- _Job_:
Report, copied in full, each line of the material below that contains the word "hill".

- _Dataset rows_:

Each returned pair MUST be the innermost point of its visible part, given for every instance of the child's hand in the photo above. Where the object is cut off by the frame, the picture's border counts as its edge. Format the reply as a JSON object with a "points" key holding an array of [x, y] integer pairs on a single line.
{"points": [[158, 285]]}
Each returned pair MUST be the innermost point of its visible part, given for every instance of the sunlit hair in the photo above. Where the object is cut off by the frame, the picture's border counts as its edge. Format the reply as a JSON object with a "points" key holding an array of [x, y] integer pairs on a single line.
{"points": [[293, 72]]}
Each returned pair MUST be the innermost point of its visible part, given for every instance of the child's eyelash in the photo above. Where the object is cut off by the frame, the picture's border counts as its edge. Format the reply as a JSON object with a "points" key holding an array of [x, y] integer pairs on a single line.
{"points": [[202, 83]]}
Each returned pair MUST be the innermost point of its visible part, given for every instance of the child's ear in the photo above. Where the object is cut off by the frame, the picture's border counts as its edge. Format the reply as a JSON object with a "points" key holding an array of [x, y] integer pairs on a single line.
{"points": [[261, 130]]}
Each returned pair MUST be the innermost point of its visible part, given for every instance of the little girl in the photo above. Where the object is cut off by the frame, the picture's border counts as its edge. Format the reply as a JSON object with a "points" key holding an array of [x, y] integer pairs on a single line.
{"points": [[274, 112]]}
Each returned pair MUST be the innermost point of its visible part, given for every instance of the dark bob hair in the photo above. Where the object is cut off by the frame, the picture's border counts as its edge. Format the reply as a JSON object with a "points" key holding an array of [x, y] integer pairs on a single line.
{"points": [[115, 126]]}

--

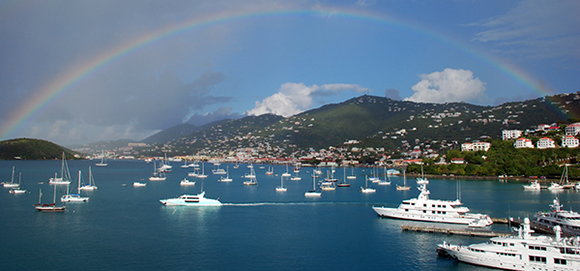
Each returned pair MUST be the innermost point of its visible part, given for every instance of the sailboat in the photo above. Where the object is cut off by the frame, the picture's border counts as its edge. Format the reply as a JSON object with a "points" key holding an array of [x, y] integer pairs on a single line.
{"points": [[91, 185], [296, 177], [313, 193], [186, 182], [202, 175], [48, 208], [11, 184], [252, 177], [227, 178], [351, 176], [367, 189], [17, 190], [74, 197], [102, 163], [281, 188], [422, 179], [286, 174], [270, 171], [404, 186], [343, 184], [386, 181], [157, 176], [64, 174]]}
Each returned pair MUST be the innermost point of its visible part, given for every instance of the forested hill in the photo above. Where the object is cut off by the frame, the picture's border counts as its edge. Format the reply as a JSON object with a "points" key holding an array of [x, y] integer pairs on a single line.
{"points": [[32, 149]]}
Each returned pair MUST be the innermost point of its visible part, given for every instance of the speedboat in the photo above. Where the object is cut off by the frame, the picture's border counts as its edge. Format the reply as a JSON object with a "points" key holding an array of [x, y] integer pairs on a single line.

- _Output below_:
Each returned pair MUST be the innermost point of its visible part, given for every instance of the forested hill in the photo above. Where the object is cut off by the frame, the picture's border counts as its edge. Format the reply as a JSON object with a "points" key holding an array of [x, y] integer pairs on a single line.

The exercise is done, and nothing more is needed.